• _WORK TO COMPLETE_: Print the data once more, exactly as supplied.

• _SUPPLIED INFORMATION_:
================
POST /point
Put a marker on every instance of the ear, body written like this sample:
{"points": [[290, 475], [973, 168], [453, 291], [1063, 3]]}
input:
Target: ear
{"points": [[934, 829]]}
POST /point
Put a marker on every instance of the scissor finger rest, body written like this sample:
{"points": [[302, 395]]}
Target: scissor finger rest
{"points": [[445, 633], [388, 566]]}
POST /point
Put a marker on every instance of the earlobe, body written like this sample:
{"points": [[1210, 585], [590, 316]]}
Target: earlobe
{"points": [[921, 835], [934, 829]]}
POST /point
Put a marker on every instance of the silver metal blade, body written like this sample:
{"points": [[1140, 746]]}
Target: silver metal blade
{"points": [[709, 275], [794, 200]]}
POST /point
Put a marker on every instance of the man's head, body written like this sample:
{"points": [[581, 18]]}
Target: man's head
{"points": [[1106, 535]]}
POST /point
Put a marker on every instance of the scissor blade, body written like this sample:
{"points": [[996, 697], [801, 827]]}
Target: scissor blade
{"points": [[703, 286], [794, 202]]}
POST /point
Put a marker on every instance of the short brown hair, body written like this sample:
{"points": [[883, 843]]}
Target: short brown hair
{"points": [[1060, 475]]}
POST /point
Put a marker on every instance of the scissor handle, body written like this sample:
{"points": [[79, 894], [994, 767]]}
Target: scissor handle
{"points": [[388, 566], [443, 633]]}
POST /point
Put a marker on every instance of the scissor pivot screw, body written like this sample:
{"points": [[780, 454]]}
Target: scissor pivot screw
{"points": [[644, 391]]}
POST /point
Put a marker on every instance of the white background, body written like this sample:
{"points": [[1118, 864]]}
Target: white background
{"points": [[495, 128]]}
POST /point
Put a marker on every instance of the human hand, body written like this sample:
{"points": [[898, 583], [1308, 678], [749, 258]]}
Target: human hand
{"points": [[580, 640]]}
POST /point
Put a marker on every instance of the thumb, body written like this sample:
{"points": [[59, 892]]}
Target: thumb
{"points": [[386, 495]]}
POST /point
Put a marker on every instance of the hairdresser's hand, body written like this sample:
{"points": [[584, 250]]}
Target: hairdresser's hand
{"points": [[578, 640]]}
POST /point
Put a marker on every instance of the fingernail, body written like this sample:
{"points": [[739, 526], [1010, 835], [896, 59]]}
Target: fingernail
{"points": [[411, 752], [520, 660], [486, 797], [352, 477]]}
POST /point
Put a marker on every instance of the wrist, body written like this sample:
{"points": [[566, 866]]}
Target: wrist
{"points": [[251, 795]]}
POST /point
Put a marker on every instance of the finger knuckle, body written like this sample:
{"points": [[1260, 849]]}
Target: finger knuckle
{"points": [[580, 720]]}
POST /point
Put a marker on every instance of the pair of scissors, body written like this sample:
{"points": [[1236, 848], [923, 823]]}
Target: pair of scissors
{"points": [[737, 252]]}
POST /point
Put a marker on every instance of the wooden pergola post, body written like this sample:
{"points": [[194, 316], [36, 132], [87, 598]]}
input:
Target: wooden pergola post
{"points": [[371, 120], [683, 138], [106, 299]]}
================
• _RESPONSE TO THE TASK_:
POST /point
Put a marker on every instance of the ear, body written like this sample:
{"points": [[290, 475], [973, 168], [453, 291], [1063, 3]]}
input:
Target: ear
{"points": [[934, 829]]}
POST /point
Put a marker on every instance of the scissor finger rest, body written like this sample:
{"points": [[302, 395]]}
Target: scissor finger rest
{"points": [[445, 633], [388, 566]]}
POST /point
Put a marker on every instance of the earlobe, body written like this sample:
{"points": [[1210, 585], [590, 316]]}
Target: earlobe
{"points": [[921, 835], [934, 829]]}
POST /point
Put a marker on every instance of the silver metal blade, body written like this sample:
{"points": [[1140, 746]]}
Target: silver metal blade
{"points": [[709, 275], [794, 200]]}
POST /point
Put a marker on every instance of the man's head, body written like this sample:
{"points": [[581, 18]]}
Target: man's head
{"points": [[1106, 535]]}
POST /point
Put a marker on every instance of the scissor blade, body written like this sample:
{"points": [[996, 697], [801, 827]]}
Target: scissor blade
{"points": [[703, 286], [794, 202]]}
POST /point
Put a marker on every instance of the short brown hair, body written like this sample:
{"points": [[883, 843]]}
Target: short brown hair
{"points": [[1060, 475]]}
POST /point
Put a marker on every instance of the scissor handle, body written like this sample:
{"points": [[79, 894], [994, 767]]}
Target: scissor handle
{"points": [[388, 566], [443, 633]]}
POST /point
Put a marker on every instance of the scissor pivot screw, body written like this sample:
{"points": [[780, 454]]}
Target: scissor pivot screw
{"points": [[644, 391]]}
POST /point
Put a marker on every instance of the white background, body written like this sample:
{"points": [[1118, 864]]}
Target: white background
{"points": [[495, 128]]}
POST /point
Put a marker on every instance of the human hand, body written like this sample:
{"points": [[898, 583], [1308, 678], [749, 258]]}
Target: human hand
{"points": [[580, 640]]}
POST /point
Put a marker on every instance of the thumb, body written like this sample:
{"points": [[59, 892]]}
Target: thumb
{"points": [[386, 495]]}
POST /point
Put a marker on every instance of the hairdresser's hand, body written like this sample:
{"points": [[584, 250]]}
Target: hairdresser's hand
{"points": [[578, 640]]}
POST /point
Put a marker on every instance of the fingernail, body written like this sample:
{"points": [[739, 526], [1010, 835], [896, 59]]}
Target: fingernail
{"points": [[411, 752], [520, 660], [486, 797], [352, 477]]}
POST /point
Put a marker on every instance of the wrist, body written like this sample:
{"points": [[566, 866]]}
Target: wrist
{"points": [[251, 795]]}
POST /point
Put a marker on every instance of the finger knuckle, body written like this sample:
{"points": [[1260, 849]]}
Target: finger knuckle
{"points": [[580, 720]]}
POST /point
Put a marker on every instance of the pair of scissors, body written like this sample:
{"points": [[1236, 848], [923, 823]]}
Target: pair of scissors
{"points": [[737, 252]]}
POST /point
Put a marker on every instance of the wooden pergola post, body written like this sample:
{"points": [[194, 316], [36, 132], [87, 598]]}
input:
Target: wooden pergola post
{"points": [[371, 120], [683, 138], [106, 299]]}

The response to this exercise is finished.